-- SHORT EXERCISE --
Render every line of all the rows below as a single JSON list of strings, one string per line, omitting blank lines and leaving the pictures out.

-- RECORDS SHOWN --
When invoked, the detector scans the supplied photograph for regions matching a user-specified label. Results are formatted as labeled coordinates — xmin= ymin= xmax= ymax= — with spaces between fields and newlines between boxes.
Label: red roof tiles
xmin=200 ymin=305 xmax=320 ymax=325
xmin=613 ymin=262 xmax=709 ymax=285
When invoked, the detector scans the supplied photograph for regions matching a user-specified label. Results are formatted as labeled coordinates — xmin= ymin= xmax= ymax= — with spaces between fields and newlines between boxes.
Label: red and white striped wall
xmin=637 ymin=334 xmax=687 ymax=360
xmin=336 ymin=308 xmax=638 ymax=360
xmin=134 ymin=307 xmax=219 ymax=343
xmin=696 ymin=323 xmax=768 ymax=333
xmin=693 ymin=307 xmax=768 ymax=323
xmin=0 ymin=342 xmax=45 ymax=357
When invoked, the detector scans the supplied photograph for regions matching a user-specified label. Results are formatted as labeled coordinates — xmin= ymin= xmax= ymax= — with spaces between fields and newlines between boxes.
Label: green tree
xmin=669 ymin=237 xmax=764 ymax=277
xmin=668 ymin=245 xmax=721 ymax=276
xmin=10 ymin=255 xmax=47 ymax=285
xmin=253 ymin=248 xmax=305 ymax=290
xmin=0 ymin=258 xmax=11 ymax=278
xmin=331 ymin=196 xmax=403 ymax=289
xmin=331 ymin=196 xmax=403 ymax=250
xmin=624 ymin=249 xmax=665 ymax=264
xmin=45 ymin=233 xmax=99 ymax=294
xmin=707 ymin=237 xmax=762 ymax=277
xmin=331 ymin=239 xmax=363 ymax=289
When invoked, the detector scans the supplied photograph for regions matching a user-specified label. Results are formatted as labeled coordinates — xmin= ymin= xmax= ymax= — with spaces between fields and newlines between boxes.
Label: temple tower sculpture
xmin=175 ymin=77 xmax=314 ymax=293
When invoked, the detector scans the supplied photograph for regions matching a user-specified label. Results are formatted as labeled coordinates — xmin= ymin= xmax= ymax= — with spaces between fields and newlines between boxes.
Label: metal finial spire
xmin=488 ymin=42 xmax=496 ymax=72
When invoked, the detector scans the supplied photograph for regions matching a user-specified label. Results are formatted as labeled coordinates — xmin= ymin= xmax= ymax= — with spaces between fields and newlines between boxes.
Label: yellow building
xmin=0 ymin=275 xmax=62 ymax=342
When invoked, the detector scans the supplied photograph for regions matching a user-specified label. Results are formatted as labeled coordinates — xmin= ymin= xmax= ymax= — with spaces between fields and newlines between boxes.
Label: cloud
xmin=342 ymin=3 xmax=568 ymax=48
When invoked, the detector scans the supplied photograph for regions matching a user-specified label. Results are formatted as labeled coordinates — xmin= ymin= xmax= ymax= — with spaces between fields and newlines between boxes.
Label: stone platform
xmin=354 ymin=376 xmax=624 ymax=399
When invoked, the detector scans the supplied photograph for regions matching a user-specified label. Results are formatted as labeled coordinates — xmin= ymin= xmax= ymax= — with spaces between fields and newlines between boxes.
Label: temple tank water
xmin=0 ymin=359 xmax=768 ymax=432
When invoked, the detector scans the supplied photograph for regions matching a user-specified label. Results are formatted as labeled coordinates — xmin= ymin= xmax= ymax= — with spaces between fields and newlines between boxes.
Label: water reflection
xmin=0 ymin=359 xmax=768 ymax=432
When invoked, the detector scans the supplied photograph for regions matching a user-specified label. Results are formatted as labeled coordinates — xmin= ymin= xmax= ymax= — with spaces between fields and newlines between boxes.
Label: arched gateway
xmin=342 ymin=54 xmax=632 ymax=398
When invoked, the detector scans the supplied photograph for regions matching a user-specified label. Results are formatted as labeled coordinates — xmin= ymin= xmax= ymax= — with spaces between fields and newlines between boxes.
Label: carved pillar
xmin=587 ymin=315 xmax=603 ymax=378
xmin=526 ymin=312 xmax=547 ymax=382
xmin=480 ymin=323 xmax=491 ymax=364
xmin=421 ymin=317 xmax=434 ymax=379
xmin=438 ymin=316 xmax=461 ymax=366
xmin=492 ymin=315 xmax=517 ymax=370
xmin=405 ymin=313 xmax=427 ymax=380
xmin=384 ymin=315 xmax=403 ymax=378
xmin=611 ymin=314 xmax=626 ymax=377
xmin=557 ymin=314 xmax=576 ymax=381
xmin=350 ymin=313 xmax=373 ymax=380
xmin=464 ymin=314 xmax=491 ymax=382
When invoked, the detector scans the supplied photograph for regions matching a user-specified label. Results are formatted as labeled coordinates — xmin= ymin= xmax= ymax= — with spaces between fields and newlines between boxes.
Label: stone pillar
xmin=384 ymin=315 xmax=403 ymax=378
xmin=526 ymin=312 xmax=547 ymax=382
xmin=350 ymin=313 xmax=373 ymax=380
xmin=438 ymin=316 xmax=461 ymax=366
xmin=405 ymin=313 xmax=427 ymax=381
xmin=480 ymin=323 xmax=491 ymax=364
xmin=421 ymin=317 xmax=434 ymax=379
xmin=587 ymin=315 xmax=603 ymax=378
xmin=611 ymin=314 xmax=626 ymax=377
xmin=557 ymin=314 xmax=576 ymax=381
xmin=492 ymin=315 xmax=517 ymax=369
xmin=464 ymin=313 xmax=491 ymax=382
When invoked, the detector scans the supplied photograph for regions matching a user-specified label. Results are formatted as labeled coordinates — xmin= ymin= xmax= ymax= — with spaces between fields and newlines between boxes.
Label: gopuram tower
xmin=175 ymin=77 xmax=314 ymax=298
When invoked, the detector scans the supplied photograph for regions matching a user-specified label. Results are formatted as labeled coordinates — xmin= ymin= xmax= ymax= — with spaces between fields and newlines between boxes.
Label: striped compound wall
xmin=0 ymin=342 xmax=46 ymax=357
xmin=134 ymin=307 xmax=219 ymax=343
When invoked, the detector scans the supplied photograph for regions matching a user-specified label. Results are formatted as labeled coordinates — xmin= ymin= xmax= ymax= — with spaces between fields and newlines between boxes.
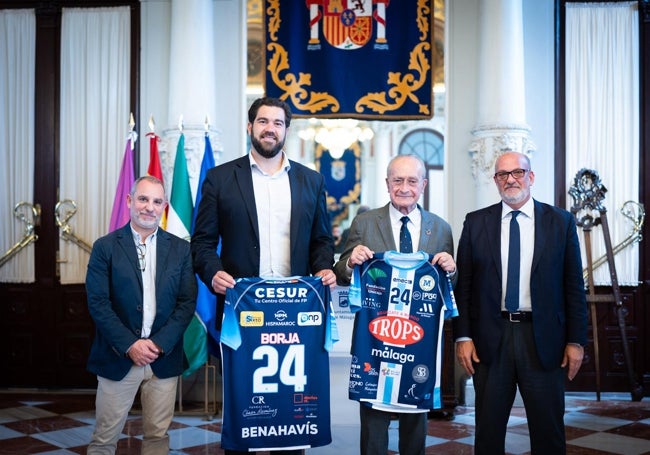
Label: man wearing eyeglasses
xmin=86 ymin=176 xmax=197 ymax=455
xmin=453 ymin=151 xmax=587 ymax=455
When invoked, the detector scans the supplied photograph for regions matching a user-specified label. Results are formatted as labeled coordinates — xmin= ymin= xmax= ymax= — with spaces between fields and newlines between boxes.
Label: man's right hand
xmin=456 ymin=340 xmax=480 ymax=376
xmin=347 ymin=245 xmax=375 ymax=269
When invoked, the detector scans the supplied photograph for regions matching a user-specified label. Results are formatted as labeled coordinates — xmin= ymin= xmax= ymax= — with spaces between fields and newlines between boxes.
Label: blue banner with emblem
xmin=264 ymin=0 xmax=433 ymax=120
xmin=314 ymin=142 xmax=361 ymax=224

-- PROBLEM SOLUTION --
[
  "When invoked, the detector scans the supplied photograph for regions matching a user-specified label. Results are formatted as labeled coordinates — xmin= ymin= xmax= ymax= — with spaces between fields and newlines between boxes.",
  "Label: red roof tiles",
  "xmin=200 ymin=305 xmax=320 ymax=325",
  "xmin=613 ymin=262 xmax=709 ymax=285",
  "When invoked, the detector scans the supplied photograph for regions matching a user-specified label. Results are formatted as labeled coordinates — xmin= ymin= xmax= ymax= — with spaces between fields and newlines between boxes.",
  "Label: red and white striped wall",
  "xmin=637 ymin=334 xmax=687 ymax=360",
  "xmin=336 ymin=308 xmax=638 ymax=360",
  "xmin=134 ymin=307 xmax=219 ymax=343",
  "xmin=696 ymin=323 xmax=768 ymax=333",
  "xmin=693 ymin=307 xmax=768 ymax=323",
  "xmin=0 ymin=342 xmax=45 ymax=357",
  "When invoked, the detector scans the supplied photograph for regions matching a user-specified label. Results are formatted as labeled coordinates — xmin= ymin= xmax= ymax= — with spaces between fields and newlines between boxes.",
  "Label: green tree",
  "xmin=669 ymin=237 xmax=764 ymax=277",
  "xmin=668 ymin=245 xmax=721 ymax=276",
  "xmin=10 ymin=255 xmax=47 ymax=285",
  "xmin=253 ymin=248 xmax=305 ymax=290",
  "xmin=0 ymin=258 xmax=11 ymax=278",
  "xmin=331 ymin=196 xmax=403 ymax=289",
  "xmin=331 ymin=196 xmax=403 ymax=250",
  "xmin=624 ymin=249 xmax=665 ymax=264",
  "xmin=45 ymin=233 xmax=99 ymax=294",
  "xmin=707 ymin=237 xmax=762 ymax=277",
  "xmin=331 ymin=239 xmax=363 ymax=289",
  "When invoked, the detector scans the supplied photograph for regions matching a user-specified label. Results are formatted as labeled coordinates — xmin= ymin= xmax= ymax= — with spaces between fields and newlines between boxes.",
  "Label: temple tower sculpture",
  "xmin=175 ymin=77 xmax=314 ymax=293",
  "When invoked, the detector scans the supplied photograph for regions matching a user-specified label. Results are formatted as labeled coordinates — xmin= ymin= xmax= ymax= — with spaces between fields and newlines between boxes.",
  "Label: metal finial spire",
  "xmin=488 ymin=42 xmax=496 ymax=72",
  "When invoked, the detector scans the supplied photograph for regions matching a user-specified label. Results are formatted as labeled coordinates — xmin= ymin= xmax= ymax= — with spaces between fields and newlines between boxes.",
  "Label: yellow building",
  "xmin=0 ymin=275 xmax=62 ymax=342",
  "When invoked, the detector scans the supplied photograph for regions matching a user-specified label. Results are formatted as labeled coordinates — xmin= ymin= xmax= ymax= — with spaces between fields and newlines between boxes.",
  "Label: cloud",
  "xmin=342 ymin=3 xmax=568 ymax=48",
  "When invoked, the detector scans the supplied photograph for regions matching a user-specified label. Results are formatted as labeled coordinates — xmin= ymin= xmax= ymax= — with spaces between fields and newlines between boxes.",
  "Label: stone platform",
  "xmin=354 ymin=376 xmax=624 ymax=399",
  "When invoked, the detector scans the supplied photograph for regions matching a user-specified label. Results are formatted as labeled coordinates — xmin= ymin= xmax= ymax= — with spaces between fields and newlines between boxes.",
  "Label: temple tank water",
  "xmin=0 ymin=359 xmax=768 ymax=432",
  "When invoked, the detector scans the supplied photograph for regions matching a user-specified label. Results are formatted as labeled coordinates — xmin= ymin= xmax= ymax= — with spaces between fields and newlines between boxes.",
  "Label: water reflection",
  "xmin=0 ymin=359 xmax=768 ymax=432",
  "When invoked, the detector scans the supplied photograph for regions matching a user-specified label. Results are formatted as labeled coordinates — xmin= ymin= xmax= ymax= — with spaces between fields and newlines between boxes.",
  "Label: arched gateway",
  "xmin=342 ymin=54 xmax=632 ymax=398",
  "When invoked, the detector scans the supplied photograph for regions matching a user-specified label. Results are formatted as labeled coordinates — xmin= ymin= xmax= ymax= — with spaces between fields and newlines between boxes.",
  "Label: carved pillar",
  "xmin=587 ymin=315 xmax=603 ymax=378",
  "xmin=526 ymin=312 xmax=547 ymax=382",
  "xmin=480 ymin=323 xmax=491 ymax=364",
  "xmin=421 ymin=317 xmax=434 ymax=379",
  "xmin=438 ymin=316 xmax=461 ymax=366",
  "xmin=492 ymin=315 xmax=517 ymax=370",
  "xmin=405 ymin=313 xmax=427 ymax=380",
  "xmin=384 ymin=315 xmax=403 ymax=378",
  "xmin=611 ymin=314 xmax=626 ymax=377",
  "xmin=557 ymin=314 xmax=576 ymax=381",
  "xmin=350 ymin=313 xmax=373 ymax=380",
  "xmin=464 ymin=314 xmax=491 ymax=382",
  "When invoked, the detector scans the supplied photograph for regions matching a user-specified label. Results are formatted as labeled coordinates — xmin= ymin= xmax= ymax= — with spaces between fields and newlines between boxes.",
  "Label: stone pillar",
  "xmin=384 ymin=315 xmax=403 ymax=378",
  "xmin=526 ymin=312 xmax=547 ymax=382",
  "xmin=350 ymin=313 xmax=373 ymax=380",
  "xmin=438 ymin=316 xmax=461 ymax=366",
  "xmin=405 ymin=313 xmax=427 ymax=381",
  "xmin=480 ymin=323 xmax=491 ymax=364",
  "xmin=421 ymin=317 xmax=434 ymax=379",
  "xmin=587 ymin=315 xmax=603 ymax=378",
  "xmin=611 ymin=314 xmax=626 ymax=377",
  "xmin=557 ymin=314 xmax=576 ymax=381",
  "xmin=492 ymin=315 xmax=517 ymax=369",
  "xmin=464 ymin=313 xmax=491 ymax=382",
  "When invoked, the detector scans the supplied photograph for regions matching a user-specified label. Results are formatted as labeled coordinates — xmin= ymin= xmax= ymax= — with spaces between fields and newlines between boxes.",
  "Label: gopuram tower",
  "xmin=175 ymin=77 xmax=314 ymax=298",
  "When invoked, the detector scans the supplied photograph for regions matching a user-specified label. Results are formatted as labeled coordinates — xmin= ymin= xmax= ymax= — with spaces between fields and newlines between boxes.",
  "Label: striped compound wall",
  "xmin=0 ymin=342 xmax=46 ymax=357",
  "xmin=134 ymin=307 xmax=219 ymax=343",
  "When invoked, the detector scans the supplied photograph for regions matching a user-specified label. Results are formatted as labeled coordinates — xmin= ymin= xmax= ymax= — with spaces between fields and newlines between boxes.",
  "Label: man wearing eyeglasses",
  "xmin=86 ymin=176 xmax=197 ymax=455",
  "xmin=453 ymin=151 xmax=587 ymax=455",
  "When invoked, the detector scans the supplied photograph for regions matching a user-specified label. Results are formatted as labeled coordinates — xmin= ymin= xmax= ymax= — with spaces between fields and newlines between boxes.",
  "Label: man's right hand",
  "xmin=456 ymin=340 xmax=480 ymax=376",
  "xmin=347 ymin=245 xmax=375 ymax=269",
  "When invoked, the detector scans the supplied photograph for regions matching a user-specified label. Results are formatted as labeled coordinates — xmin= ymin= xmax= ymax= — with spaces between fields and newlines between boxes.",
  "Label: blue banner with emblem",
  "xmin=264 ymin=0 xmax=433 ymax=120",
  "xmin=314 ymin=142 xmax=361 ymax=224"
]